◆ What to produce
Can you collect every line in the listing below that contains the word "water" and copy each one out? Case counts.

◆ Records to use

******

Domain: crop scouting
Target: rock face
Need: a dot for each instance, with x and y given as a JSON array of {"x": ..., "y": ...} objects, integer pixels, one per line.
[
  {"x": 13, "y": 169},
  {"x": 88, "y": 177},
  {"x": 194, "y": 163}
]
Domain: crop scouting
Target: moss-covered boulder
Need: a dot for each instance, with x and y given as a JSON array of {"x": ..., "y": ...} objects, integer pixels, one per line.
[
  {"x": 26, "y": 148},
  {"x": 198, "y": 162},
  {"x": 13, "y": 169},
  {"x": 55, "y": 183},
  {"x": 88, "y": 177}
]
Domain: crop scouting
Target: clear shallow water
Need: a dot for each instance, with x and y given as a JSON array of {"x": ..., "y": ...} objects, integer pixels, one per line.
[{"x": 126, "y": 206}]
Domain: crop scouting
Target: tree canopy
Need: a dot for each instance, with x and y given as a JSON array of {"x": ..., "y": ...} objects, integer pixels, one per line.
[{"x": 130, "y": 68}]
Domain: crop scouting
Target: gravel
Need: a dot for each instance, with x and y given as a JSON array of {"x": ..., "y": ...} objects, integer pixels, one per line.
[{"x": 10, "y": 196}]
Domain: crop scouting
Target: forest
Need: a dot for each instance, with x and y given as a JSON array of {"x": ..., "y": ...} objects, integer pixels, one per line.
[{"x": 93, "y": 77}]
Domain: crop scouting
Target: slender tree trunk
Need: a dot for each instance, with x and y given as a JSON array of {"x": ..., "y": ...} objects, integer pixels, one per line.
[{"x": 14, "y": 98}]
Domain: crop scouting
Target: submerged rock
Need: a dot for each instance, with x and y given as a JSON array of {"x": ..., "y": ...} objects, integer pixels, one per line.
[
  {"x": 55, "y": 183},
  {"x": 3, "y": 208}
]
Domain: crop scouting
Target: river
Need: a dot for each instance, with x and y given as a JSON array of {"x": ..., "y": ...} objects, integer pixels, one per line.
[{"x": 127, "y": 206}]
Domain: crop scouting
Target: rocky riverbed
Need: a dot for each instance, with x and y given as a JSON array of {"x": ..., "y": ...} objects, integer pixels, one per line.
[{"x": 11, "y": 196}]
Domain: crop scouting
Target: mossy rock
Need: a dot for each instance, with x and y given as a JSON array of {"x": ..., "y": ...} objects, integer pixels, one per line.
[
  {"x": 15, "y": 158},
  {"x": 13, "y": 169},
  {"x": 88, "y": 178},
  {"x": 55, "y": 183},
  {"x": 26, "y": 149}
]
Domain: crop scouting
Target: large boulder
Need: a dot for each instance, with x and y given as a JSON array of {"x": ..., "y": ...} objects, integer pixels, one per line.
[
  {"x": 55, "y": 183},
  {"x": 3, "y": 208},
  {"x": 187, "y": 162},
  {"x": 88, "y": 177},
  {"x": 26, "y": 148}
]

******

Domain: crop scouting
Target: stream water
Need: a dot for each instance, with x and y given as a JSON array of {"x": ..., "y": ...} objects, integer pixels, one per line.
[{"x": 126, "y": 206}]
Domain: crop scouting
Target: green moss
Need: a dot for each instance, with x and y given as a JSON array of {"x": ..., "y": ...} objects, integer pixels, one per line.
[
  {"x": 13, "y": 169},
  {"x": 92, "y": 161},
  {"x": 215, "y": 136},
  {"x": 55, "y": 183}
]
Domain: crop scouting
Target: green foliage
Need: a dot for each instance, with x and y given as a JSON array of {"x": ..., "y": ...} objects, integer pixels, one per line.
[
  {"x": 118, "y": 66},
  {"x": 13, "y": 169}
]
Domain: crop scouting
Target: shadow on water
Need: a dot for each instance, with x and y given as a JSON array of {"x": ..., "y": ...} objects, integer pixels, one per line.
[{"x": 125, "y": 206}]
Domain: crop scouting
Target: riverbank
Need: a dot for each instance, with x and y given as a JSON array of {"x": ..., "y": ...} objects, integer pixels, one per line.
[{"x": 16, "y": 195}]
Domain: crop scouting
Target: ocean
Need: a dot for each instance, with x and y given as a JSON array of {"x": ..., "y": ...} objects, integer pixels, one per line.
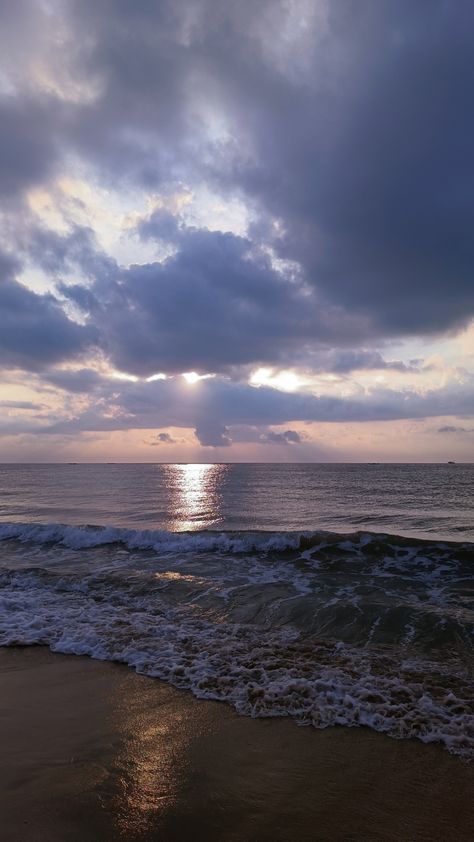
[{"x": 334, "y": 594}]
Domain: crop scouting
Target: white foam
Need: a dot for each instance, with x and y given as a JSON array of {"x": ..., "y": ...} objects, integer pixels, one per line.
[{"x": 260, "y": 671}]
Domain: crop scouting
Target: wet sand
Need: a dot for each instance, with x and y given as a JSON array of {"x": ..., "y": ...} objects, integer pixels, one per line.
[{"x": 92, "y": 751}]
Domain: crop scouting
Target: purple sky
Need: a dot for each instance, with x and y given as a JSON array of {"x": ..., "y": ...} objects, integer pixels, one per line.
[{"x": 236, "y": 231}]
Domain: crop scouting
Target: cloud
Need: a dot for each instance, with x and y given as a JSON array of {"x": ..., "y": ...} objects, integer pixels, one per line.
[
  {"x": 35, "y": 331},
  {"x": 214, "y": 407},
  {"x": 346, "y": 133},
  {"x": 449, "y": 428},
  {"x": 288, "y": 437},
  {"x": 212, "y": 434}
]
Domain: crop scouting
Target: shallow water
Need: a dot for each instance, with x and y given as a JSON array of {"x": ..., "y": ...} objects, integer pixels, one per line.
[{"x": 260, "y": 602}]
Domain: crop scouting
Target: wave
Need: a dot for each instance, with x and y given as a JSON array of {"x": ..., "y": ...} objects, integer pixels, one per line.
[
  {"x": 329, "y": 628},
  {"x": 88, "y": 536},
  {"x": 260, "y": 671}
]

******

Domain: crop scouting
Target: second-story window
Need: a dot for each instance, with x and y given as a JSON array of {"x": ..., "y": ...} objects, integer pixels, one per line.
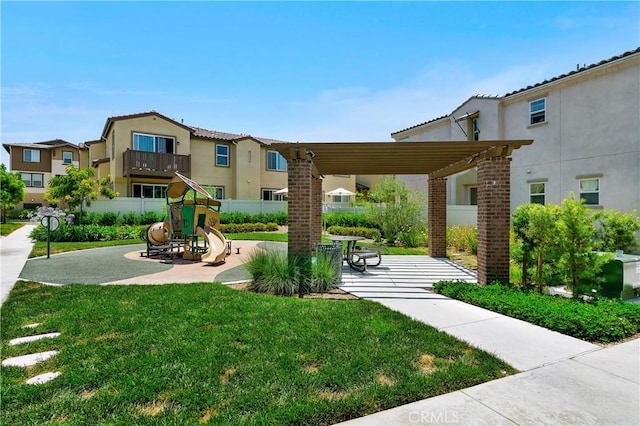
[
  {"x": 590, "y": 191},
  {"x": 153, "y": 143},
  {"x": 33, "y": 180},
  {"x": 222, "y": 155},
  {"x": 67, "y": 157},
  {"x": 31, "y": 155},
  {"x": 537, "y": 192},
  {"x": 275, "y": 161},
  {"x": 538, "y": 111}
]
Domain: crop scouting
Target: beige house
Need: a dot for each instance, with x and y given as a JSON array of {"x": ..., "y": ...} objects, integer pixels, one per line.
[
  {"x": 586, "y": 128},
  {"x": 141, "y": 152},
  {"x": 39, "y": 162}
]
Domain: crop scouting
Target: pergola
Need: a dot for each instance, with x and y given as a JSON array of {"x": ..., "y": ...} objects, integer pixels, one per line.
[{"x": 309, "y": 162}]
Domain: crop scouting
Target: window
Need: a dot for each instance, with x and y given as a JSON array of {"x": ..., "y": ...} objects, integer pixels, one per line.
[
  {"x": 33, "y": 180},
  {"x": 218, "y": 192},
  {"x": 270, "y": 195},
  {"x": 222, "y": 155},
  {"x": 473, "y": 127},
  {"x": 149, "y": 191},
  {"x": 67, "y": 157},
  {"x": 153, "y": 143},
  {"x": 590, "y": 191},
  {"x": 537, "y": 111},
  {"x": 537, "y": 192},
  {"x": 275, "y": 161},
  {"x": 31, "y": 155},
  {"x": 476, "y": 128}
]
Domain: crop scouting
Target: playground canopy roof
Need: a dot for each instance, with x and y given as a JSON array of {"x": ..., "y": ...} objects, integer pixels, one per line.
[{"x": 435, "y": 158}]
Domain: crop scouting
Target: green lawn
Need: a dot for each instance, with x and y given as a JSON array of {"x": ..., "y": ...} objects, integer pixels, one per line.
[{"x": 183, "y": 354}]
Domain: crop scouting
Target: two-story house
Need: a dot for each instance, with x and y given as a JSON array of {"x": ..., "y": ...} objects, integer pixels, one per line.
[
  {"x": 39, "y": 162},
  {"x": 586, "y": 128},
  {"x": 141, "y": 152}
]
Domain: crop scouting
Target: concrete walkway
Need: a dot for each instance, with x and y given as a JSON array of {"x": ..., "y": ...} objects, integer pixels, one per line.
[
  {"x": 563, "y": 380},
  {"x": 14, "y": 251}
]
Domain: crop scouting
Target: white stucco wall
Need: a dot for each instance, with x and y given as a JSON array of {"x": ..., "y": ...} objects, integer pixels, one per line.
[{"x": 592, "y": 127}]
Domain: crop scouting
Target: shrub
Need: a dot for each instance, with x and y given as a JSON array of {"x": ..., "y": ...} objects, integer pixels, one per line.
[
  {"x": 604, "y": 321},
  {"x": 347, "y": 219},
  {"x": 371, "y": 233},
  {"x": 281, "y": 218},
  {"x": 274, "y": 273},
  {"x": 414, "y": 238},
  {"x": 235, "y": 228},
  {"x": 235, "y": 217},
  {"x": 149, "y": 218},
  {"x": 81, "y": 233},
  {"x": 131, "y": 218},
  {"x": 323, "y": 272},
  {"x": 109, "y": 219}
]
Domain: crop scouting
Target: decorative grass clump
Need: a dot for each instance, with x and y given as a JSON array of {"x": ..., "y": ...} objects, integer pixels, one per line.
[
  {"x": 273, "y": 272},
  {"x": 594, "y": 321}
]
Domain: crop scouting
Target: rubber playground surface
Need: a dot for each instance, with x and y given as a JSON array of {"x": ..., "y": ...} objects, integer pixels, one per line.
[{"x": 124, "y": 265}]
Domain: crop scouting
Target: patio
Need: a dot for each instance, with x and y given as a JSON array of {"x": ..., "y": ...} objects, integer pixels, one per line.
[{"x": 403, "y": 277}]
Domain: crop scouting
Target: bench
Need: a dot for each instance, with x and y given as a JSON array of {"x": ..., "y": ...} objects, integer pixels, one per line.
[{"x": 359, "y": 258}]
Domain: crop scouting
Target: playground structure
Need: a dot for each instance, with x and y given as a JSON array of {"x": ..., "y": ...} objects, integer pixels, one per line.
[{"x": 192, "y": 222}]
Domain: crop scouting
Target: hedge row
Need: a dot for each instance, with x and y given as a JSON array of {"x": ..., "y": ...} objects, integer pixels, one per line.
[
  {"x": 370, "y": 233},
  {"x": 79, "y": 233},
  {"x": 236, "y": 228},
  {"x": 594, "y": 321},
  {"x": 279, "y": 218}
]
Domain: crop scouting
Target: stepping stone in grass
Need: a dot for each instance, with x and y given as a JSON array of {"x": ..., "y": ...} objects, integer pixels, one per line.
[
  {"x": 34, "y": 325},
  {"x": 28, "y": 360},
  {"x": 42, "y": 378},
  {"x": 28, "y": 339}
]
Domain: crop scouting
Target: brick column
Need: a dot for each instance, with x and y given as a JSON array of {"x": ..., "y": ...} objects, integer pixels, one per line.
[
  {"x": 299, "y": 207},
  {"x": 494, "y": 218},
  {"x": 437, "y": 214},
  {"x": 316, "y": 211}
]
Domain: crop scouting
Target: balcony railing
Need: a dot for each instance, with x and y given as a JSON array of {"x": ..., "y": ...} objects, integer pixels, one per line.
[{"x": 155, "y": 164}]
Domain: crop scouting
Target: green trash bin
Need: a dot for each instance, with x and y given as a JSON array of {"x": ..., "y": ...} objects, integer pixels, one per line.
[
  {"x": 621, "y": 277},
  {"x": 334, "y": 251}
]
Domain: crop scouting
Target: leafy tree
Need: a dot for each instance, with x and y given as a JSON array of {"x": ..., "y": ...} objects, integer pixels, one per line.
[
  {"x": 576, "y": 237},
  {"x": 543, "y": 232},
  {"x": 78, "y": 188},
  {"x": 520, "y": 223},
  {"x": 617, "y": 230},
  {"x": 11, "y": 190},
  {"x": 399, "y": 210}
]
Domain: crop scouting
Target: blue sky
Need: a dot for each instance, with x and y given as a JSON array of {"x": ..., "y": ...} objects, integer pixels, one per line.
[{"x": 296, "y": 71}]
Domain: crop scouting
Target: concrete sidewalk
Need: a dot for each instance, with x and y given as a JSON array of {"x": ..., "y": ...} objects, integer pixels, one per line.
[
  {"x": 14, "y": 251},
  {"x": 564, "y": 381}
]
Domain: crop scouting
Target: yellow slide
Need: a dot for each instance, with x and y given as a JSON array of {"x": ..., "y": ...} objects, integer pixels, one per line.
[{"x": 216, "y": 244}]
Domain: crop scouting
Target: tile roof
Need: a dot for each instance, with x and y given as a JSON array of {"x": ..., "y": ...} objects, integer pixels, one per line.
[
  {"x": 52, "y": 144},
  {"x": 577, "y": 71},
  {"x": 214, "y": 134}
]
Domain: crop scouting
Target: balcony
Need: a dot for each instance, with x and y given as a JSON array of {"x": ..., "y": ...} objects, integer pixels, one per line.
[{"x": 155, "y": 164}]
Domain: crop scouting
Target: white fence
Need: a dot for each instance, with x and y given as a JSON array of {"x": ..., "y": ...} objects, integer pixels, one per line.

******

◆ Result below
Target: clear shallow water
Target: stream water
Target: shadow on water
Target: shallow water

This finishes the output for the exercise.